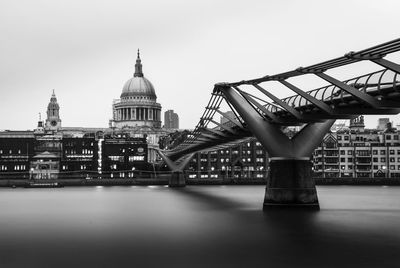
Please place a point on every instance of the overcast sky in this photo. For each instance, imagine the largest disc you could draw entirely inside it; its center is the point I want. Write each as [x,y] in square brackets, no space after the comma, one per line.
[86,50]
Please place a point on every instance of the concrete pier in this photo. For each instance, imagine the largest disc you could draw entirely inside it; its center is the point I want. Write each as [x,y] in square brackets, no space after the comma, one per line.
[290,185]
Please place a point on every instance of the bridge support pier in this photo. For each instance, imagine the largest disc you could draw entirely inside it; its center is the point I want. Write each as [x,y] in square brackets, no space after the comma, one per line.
[177,179]
[290,182]
[290,185]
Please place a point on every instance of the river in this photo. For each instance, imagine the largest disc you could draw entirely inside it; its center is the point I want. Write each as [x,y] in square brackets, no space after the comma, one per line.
[196,226]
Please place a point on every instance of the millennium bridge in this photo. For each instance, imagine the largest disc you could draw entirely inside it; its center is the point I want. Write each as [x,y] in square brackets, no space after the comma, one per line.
[259,112]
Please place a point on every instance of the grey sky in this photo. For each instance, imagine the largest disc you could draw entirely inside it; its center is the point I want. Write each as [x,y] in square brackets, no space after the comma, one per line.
[86,50]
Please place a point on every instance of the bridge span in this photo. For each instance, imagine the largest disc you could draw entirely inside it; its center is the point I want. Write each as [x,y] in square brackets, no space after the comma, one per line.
[260,113]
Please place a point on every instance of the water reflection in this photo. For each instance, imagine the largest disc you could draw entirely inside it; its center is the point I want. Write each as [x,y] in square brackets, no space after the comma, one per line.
[198,226]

···

Goal of the exercise: Please rewrite every line of the records above as a numbered list, leaving out blank lines and the picture.

Exercise result:
1. Please place a point on every instance of the overcast sky in this photo. For each instance, imagine the largest disc you could draw entirely inside it; its center is the point I want. Write each as [x,y] in square brackets, no space after the comma, one per line.
2. [86,50]
3. Please place a point on every instance of the concrete pier in this photo. For each instance, imagine the largest disc you could draw entirely inside it; its center is the point I want. Write each as [x,y] in square brackets, no space after the comma, one per line.
4. [290,185]
5. Please place a point on every instance of the bridge support pier in this photo. For each instance, imagine the largest disc you could draw entirely inside it; its center is the point I want. Write each as [x,y] in square brackets, no space after the comma, one per line.
6. [177,179]
7. [290,182]
8. [290,185]
9. Please place a point on every instance of the river in this photo. For each instance, imagine the largest disc you could draw entirely inside it; its center is the point I want. Write each as [x,y] in square brackets, no space after the comma, one per line.
10. [196,226]
11. Please place a point on every instance of the millennium bridge in this photo. For each instance, imagine the largest disc you could draw entirely inside it; its center is the point I want. Write each as [x,y] in square brackets, no space after the comma, one per line.
12. [259,112]
13. Please place a point on every instance of the grey sky in this photo. For each instance, imagine the largest disc you could draw entirely inside it; its center is the point I want. Write each as [x,y] in square brackets, no space after the comma, one per line.
14. [86,50]
15. Please place a point on every instance of the bridge span in this photo. For each instance, imagine the largest disc you could draw entirely inside it; its center is the point I want. Write each as [x,y] in square brackets, no space after the comma, one per line.
16. [260,113]
17. Please place a point on every instance of the water reflection in this photo. For each instance, imagine the largest disc you could draw entirely inside it; its center is the point I want. Write each as [x,y] in square brackets, no space after the comma, one per line.
18. [198,226]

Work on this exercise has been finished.